■ **Task to carry out**:
Starting at the line that contains "of the ponytail", restate each line word for word through the final line of the data, keeping both ends.

■ **Extracted material**:
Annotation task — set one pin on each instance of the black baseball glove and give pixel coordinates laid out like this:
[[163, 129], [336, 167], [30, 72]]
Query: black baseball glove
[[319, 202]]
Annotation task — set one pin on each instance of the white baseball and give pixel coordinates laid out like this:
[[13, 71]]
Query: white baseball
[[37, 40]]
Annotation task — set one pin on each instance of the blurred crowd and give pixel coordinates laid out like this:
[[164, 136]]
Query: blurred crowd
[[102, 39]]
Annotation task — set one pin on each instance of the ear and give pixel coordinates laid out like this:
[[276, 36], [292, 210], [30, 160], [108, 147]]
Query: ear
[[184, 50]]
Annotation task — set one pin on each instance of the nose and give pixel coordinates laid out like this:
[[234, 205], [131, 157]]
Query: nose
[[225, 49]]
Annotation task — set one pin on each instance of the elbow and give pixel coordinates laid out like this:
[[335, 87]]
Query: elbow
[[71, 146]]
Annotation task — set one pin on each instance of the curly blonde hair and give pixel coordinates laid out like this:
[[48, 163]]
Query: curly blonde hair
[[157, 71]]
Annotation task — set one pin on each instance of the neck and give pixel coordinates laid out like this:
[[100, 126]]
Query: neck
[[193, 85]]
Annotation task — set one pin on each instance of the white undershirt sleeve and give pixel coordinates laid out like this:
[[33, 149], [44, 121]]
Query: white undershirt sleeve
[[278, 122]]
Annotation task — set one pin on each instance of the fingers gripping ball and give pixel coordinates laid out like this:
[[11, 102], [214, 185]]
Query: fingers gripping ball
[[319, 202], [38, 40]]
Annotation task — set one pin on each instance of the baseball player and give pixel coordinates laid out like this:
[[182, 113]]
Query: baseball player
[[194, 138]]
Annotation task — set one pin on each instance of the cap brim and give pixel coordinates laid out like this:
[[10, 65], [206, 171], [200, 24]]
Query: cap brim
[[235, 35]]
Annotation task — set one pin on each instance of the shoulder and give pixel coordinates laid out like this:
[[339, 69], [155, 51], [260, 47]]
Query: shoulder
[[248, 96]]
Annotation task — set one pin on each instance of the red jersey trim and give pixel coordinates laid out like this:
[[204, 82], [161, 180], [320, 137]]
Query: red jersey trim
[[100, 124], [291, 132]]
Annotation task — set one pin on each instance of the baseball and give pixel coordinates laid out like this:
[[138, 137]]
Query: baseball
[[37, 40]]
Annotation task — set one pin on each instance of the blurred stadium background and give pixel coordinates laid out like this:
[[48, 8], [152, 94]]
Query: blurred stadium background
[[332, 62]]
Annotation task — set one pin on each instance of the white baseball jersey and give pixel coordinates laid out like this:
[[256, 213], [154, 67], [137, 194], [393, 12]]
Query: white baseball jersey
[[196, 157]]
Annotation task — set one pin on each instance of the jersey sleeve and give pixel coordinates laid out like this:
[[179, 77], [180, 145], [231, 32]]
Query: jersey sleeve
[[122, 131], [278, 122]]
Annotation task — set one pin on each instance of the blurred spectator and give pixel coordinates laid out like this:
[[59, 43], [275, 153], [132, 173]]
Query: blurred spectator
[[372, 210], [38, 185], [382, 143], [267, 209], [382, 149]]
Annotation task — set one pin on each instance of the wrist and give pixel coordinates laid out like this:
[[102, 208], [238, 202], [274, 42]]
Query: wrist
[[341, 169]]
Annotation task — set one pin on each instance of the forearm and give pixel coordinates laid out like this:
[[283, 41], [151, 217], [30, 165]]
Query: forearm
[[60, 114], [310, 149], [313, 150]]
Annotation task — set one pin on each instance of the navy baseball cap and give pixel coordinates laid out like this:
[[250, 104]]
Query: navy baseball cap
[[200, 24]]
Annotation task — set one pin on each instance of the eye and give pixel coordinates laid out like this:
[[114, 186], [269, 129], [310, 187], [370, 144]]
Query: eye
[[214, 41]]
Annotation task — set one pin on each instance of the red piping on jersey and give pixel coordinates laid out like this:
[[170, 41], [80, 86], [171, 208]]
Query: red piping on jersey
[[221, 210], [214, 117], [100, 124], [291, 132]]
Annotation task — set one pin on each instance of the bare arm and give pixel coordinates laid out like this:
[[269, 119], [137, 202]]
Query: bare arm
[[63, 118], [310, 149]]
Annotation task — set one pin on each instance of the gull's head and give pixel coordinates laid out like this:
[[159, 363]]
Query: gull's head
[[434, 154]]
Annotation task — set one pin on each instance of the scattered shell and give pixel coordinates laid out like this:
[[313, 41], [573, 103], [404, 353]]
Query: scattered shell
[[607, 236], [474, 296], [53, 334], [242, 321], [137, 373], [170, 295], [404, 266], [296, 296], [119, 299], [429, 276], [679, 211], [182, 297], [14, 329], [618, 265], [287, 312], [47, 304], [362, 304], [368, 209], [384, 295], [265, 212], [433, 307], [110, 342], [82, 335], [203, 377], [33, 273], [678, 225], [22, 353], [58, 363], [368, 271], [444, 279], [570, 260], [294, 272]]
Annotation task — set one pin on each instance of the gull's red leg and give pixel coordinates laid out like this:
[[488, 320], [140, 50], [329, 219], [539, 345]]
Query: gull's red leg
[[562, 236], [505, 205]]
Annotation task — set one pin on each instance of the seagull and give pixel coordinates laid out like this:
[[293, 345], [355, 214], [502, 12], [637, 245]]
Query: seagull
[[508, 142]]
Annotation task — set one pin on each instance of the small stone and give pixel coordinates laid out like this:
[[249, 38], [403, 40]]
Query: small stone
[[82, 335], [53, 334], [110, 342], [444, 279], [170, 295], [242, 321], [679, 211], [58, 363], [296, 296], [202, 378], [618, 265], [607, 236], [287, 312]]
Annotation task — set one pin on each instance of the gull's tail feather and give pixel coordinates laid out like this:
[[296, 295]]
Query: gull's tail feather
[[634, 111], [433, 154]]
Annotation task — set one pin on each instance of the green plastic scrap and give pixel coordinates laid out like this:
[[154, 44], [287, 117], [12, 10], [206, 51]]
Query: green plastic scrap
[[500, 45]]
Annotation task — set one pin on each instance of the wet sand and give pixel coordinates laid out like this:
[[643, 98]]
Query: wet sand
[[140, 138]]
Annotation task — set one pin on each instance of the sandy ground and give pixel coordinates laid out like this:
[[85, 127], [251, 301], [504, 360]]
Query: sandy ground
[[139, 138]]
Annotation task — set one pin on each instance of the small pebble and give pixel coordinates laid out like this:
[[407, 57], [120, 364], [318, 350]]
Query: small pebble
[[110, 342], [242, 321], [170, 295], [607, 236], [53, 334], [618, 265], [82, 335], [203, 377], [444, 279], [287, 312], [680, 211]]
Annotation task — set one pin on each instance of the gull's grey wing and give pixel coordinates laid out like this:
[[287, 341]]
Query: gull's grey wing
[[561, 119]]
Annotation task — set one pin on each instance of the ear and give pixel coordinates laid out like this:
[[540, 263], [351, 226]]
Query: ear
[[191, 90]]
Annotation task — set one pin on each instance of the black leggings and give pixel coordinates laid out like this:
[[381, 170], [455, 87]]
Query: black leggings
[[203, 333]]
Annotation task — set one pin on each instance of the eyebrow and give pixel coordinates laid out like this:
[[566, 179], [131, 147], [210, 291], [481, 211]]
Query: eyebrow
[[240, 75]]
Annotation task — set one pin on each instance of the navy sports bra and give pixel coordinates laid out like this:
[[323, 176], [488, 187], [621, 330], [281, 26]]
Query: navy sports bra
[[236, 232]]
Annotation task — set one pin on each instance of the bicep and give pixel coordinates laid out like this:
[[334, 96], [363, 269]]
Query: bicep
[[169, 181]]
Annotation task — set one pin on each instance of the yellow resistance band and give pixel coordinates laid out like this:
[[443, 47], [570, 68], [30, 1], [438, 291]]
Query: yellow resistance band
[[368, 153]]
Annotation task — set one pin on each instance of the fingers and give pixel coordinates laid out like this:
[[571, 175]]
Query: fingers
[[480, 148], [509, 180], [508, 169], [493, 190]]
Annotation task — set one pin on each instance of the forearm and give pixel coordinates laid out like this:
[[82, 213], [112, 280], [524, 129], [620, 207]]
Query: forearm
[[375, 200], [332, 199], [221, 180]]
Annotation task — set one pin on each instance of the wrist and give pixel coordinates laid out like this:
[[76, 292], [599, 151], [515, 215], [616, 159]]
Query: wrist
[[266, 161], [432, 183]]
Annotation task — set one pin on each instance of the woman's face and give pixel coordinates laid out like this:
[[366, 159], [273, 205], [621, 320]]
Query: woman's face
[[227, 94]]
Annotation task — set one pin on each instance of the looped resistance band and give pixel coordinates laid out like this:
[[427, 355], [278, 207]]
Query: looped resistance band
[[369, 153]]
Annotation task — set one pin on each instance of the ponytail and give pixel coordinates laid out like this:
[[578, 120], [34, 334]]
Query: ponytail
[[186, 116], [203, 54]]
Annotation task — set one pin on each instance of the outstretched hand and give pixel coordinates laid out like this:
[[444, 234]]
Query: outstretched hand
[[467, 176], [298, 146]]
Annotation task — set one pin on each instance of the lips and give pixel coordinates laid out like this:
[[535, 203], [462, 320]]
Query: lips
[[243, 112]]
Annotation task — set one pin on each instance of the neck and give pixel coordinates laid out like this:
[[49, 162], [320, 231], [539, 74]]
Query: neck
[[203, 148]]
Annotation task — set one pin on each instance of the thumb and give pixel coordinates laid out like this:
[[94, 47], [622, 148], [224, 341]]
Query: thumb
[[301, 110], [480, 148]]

■ **The response**:
Annotation task — set one pin on each instance of the ponytail and give pixel coordinates laid out like this:
[[578, 120], [34, 334]]
Query: ponytail
[[186, 116], [203, 54]]
Annotation task — set one pin on each instance of the outstretched hand and give pixel coordinates laid out like this:
[[444, 234]]
Query: outstretched hand
[[467, 176], [298, 146]]
Annotation task — set one pin on each instance of the lips and give pixel coordinates laid out like this:
[[535, 203], [462, 320]]
Query: lips
[[243, 112]]
Annotation task — set one pin on each instance of the neck and give pixel coordinates laid out like this:
[[49, 162], [320, 231], [539, 74]]
Query: neck
[[203, 148]]
Annotation task — set one pin on each instance of the thumb and give pixel coordinates laid out like this:
[[94, 47], [622, 148], [224, 341]]
Query: thumb
[[301, 110], [480, 148]]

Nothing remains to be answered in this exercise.